— BEGIN Listed entries —

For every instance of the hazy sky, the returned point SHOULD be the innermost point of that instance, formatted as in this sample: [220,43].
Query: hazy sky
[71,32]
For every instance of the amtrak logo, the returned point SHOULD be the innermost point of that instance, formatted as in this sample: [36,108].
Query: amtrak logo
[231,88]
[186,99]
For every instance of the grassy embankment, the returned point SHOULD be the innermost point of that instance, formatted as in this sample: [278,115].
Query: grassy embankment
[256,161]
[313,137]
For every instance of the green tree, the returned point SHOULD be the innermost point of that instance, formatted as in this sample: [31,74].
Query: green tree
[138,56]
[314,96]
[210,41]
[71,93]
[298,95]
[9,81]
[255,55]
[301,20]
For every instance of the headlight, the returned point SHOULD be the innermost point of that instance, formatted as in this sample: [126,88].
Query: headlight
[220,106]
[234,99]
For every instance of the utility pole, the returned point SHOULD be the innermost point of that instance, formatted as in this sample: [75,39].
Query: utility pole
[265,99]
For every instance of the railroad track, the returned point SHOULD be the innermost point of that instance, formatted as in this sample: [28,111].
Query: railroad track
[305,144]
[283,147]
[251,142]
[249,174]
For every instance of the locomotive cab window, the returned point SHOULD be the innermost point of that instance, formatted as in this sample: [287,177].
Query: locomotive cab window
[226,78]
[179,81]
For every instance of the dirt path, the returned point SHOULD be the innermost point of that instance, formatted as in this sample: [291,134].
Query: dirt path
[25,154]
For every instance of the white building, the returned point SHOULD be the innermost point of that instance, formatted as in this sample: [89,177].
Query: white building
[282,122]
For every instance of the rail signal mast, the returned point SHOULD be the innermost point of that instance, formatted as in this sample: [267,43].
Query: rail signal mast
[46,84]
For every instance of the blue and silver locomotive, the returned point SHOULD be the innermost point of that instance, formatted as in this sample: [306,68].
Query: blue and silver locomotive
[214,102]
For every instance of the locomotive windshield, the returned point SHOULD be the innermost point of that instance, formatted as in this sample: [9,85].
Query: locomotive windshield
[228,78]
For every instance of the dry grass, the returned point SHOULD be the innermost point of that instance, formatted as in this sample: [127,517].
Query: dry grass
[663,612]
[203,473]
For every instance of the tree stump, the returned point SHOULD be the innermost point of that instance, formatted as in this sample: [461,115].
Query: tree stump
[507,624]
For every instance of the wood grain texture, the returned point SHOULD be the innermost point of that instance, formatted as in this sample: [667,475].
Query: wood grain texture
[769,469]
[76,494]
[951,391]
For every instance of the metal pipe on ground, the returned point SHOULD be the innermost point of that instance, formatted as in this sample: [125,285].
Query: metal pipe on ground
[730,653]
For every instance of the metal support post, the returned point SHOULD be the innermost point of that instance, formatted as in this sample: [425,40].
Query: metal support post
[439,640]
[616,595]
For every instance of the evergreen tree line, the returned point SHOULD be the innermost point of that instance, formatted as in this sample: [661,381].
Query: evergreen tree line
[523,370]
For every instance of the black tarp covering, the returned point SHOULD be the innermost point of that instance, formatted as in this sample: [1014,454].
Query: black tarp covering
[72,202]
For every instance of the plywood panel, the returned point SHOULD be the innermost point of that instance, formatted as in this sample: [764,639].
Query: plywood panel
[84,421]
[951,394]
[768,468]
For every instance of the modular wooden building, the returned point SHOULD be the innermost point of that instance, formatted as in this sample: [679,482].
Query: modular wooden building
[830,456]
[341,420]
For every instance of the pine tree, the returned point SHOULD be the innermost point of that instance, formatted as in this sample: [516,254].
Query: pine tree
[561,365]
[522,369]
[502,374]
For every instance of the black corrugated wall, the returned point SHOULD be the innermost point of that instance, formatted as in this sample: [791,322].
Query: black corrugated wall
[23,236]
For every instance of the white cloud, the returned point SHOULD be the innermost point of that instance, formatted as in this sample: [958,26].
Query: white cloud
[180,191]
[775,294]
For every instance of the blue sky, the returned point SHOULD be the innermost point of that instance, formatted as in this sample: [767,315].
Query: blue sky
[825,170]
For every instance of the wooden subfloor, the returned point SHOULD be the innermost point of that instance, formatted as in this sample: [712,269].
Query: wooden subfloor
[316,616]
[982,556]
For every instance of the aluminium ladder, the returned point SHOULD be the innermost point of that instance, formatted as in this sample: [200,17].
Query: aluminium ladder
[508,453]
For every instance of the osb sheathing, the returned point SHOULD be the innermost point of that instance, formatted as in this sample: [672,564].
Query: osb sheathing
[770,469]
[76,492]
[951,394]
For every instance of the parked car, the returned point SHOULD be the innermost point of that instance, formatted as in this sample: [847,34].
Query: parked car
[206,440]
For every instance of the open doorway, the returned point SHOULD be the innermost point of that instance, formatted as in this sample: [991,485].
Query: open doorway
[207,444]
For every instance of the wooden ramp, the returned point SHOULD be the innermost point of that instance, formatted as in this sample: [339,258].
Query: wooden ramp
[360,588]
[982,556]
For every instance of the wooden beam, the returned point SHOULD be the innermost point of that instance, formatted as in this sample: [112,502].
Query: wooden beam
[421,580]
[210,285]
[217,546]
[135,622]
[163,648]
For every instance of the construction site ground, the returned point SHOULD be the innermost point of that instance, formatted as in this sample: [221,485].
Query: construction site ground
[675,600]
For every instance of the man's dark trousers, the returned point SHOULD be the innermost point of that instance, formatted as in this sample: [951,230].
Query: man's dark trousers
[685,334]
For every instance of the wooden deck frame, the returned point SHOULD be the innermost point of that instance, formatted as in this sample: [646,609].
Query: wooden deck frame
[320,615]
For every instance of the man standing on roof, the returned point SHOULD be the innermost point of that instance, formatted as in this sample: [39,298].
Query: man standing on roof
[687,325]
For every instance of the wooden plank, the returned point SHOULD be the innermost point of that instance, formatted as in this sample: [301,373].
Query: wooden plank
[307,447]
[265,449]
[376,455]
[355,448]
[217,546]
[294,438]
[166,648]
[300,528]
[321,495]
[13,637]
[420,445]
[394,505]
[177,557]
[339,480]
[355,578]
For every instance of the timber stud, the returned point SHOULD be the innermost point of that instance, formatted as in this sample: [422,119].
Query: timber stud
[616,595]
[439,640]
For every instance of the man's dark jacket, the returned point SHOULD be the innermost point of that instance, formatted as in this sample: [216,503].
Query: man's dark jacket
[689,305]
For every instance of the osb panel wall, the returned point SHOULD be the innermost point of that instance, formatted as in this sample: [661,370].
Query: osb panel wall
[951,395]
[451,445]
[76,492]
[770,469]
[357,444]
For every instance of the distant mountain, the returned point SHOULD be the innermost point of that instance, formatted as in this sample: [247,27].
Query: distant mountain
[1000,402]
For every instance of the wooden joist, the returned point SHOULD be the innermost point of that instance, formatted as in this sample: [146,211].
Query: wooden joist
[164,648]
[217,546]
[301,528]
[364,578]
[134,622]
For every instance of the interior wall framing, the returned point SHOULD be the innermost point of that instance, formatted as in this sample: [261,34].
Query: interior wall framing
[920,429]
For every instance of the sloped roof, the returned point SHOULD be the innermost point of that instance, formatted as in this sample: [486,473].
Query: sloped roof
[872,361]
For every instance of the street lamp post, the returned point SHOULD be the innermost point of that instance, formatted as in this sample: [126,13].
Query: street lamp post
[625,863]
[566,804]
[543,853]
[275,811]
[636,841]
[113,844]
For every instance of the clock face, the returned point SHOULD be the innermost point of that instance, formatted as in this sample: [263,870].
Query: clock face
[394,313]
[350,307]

— END Listed entries —

### Task details
Output the records above in their entirety, exactly.

### In response
For every instance of the hazy sky, the returned point SHOULD be the innermost point of that instance, formatted as in this sample: [220,43].
Query: hazy sky
[71,32]
For every instance of the amtrak logo, the returned point SHOULD be the innermost point of that instance, formatted as in this sample: [36,108].
Query: amtrak logo
[231,88]
[186,99]
For every instance of the grassy embankment, the returned point SHOULD be the innermost point of that instance, formatted as in this sample: [278,115].
Query: grassy embankment
[256,161]
[313,137]
For every instance of the green tree, the returned point SHOULD be the innermost point of that instance, formatted as in this sample: [31,74].
Query: green tree
[138,56]
[314,96]
[210,41]
[71,93]
[298,95]
[9,81]
[255,55]
[301,20]
For every instance of the headlight, the returned point SHOULD be the innermost point of that instance, formatted as in this sample: [126,88].
Query: headlight
[220,106]
[234,99]
For every instance of the utility pole, the returned point SHOULD be the innermost point of that instance, formatted as in this sample: [75,39].
Query: utility pole
[265,99]
For every instance of the railroad track, the returned point SHOULD be the innermost point of that instance, formatted as in this sample: [28,111].
Query: railroad track
[305,144]
[283,147]
[251,142]
[249,174]
For every instance of the locomotive cab window, the returned point SHOULD be the innermost point of that instance, formatted as in this sample: [287,177].
Query: locomotive cab window
[226,78]
[179,81]
For every instance of the dirt path, the returned point SHOULD be the innermost point of that instance, formatted as in this sample: [291,134].
Query: dirt path
[25,154]
For every instance of the white building, the returned point SHOULD be the innermost point of that instance, formatted as in this sample: [89,177].
Query: white building
[282,122]
For every instance of the rail signal mast, the returned point SHOULD be the innermost point of that instance, formatted as in this sample: [267,43].
Query: rail signal mast
[46,84]
For every instance of the blue and silver locomotive, the returned point SHOULD be the innermost point of that instance, formatted as in this sample: [306,68].
Query: blue and silver locomotive
[214,102]
For every instance of the locomotive windshield, the returned point SHOULD be the innermost point of that instance, formatted as in this sample: [9,85].
Query: locomotive windshield
[228,78]
For every instance of the dry grass, the returned point SHOULD be the innermost point of that instance, formatted as in this sample: [127,517].
Query: dry grass
[663,612]
[203,473]
For every instance of the tree stump, the returned point SHOULD be the innermost point of that instance, formatted as in this sample: [461,115].
Query: tree stump
[507,624]
For every instance of the wood grain texture, the returned point SHOULD be the innermost point of that instance, formatted as in this sample: [667,475].
Query: wood grain texture
[769,469]
[76,494]
[951,391]
For every instance of the metal pipe on ground, the returned point SHOULD be the innermost point of that instance, formatted as in this sample: [125,285].
Query: metal pipe on ground
[730,653]
For every instance of the metal support post, the returned point SHOULD be the innermost point of that instance, formatted as in this sample: [425,40].
Query: metal support post
[439,640]
[616,595]
For every instance of the evergreen tree line, the returned point SHOULD be the innermost point of that instance, formatted as in this sample: [661,381].
Query: evergreen tree line
[523,370]
For every instance of the black tarp covering, the returned point SHOULD be the innermost point of that instance, formatted as in this sample: [1014,454].
Query: black tarp covering
[72,202]
For every instance of the plywood panel, the returned point SHOULD be the innermost point of that instance, formatted as in this sample: [764,639].
Query: plywood panel
[84,421]
[951,394]
[768,468]
For every instance of the modular wooden building, the returned point SHOULD be the innermost point of that instance, formatted as in this sample: [679,482].
Query: modular wooden building
[830,456]
[341,420]
For every instance of the pine tree, the returned point SHOULD be the innermost point of that instance, formatted as in this sample: [516,254].
Query: pine tree
[561,365]
[522,369]
[502,374]
For every instance of the black corrugated wall, the returned point SHOULD be the innermost point of that instance, formatted as in this sample: [791,322].
Query: black corrugated wall
[23,236]
For every instance of the white cloud, the returned point SHOULD be the innermost point of that instance, formatted as in this sample: [958,26].
Query: white cloud
[180,191]
[775,294]
For every instance of the blue sky, the returned point SHOULD be the innermost point of that instance, formatted as in this sample: [767,315].
Query: blue sky
[825,170]
For every instance of the wooden subfloor, the returned point SHOULD be the innermost point of that instance, formatted as in this sample: [712,269].
Query: wooden subfloor
[316,616]
[982,556]
For every instance of the aluminium ladder, the returned point SHOULD be the innermost point of that instance, formatted as in this sample: [200,17].
Query: aluminium ladder
[508,453]
For every instance of the osb sheathing, the returned point SHOULD be the innermost point of that instance, formatted as in this sample: [672,564].
Query: osb sheathing
[770,469]
[76,492]
[951,394]
For every instance of the parked car, the returned point SHOULD be the innermost point of that instance, formatted as in this sample: [847,34].
Query: parked car
[206,440]
For every instance of the open doorway, the returned point SHOULD be the innermost point of that instance, formatted as in this sample: [991,485].
Query: open doorway
[207,444]
For every instance of the wooden ramp, the returned point SHOULD be the innermost point of that instance, formatted as in this sample: [339,258].
Query: wooden ramp
[360,588]
[982,556]
For every instance of the wooden beam, the returned point SHOULD be the innermost point of that instance, formatted as in this sample: [112,502].
Query: wooden beam
[421,580]
[210,285]
[217,546]
[135,622]
[163,648]
For every instance of the construction site ground, the returned point SHOULD be the innermost point of that instance, formatted as in this sample: [221,485].
Query: construction site ground
[675,600]
For every instance of the man's dark trousers, the returned point SHOULD be the innermost point of that instance, formatted as in this sample: [951,230].
Query: man's dark trousers
[685,334]
For every instance of the wooden deck frame, the returned point SHOULD be the innermost point of that instance, formatted as in this sample: [646,609].
Query: wooden deck frame
[320,615]
For every instance of the man standing on roof, the returned point SHOULD be the innermost point of that instance, formatted as in this sample: [39,298].
Query: man standing on roof
[687,325]
For every instance of the wooden plank, the returned point SHOULD be the innermost point of that instance, formatted as in this sample: [301,373].
Query: wooden plank
[307,447]
[265,449]
[376,455]
[355,448]
[217,546]
[294,438]
[166,648]
[300,528]
[321,495]
[13,637]
[420,445]
[394,505]
[177,557]
[339,480]
[355,578]
For every instance of the timber stud, the returned point SHOULD be the innermost point of that instance, formatted as in this sample: [422,119].
Query: timber stud
[616,595]
[439,640]
For every instance of the man's dark jacket, the returned point SHOULD be the innermost point of that instance, formatted as in this sample: [216,503].
Query: man's dark jacket
[689,305]
For every instance of the osb panel wall, the returned point SHOULD be the innermost point of that instance, formatted as in this sample: [661,370].
Query: osb panel wall
[951,395]
[451,445]
[76,492]
[770,469]
[357,444]
For every instance of the distant mountain, the returned point SHOULD be the innermost point of that instance, formatted as in this sample: [247,27].
Query: distant mountain
[1000,402]
For every instance of the wooden joist, the returned point SHOULD be the innermost point of that instance, formatted as in this sample: [146,211].
Query: wooden joist
[164,648]
[217,546]
[301,528]
[364,578]
[134,622]
For every instance of the interior wall framing, the returned point SHOULD be the innermost point of that instance, formatted as in this sample: [261,34].
Query: interior wall framing
[920,429]
For every instance of the sloped roof, the returned point SHOULD be the innermost point of that instance, formatted as in this sample: [486,473].
Query: sloped roof
[872,361]
For every instance of the street lamp post, the returned point SHOULD be the innermost point of that instance, formatted as in this sample: [126,13].
Query: street lamp post
[625,863]
[566,804]
[543,853]
[275,811]
[636,841]
[113,844]
For every instance of the clock face, the returned point SHOULD be the innermost point of that instance, formatted as in this sample: [263,870].
Query: clock face
[394,313]
[350,307]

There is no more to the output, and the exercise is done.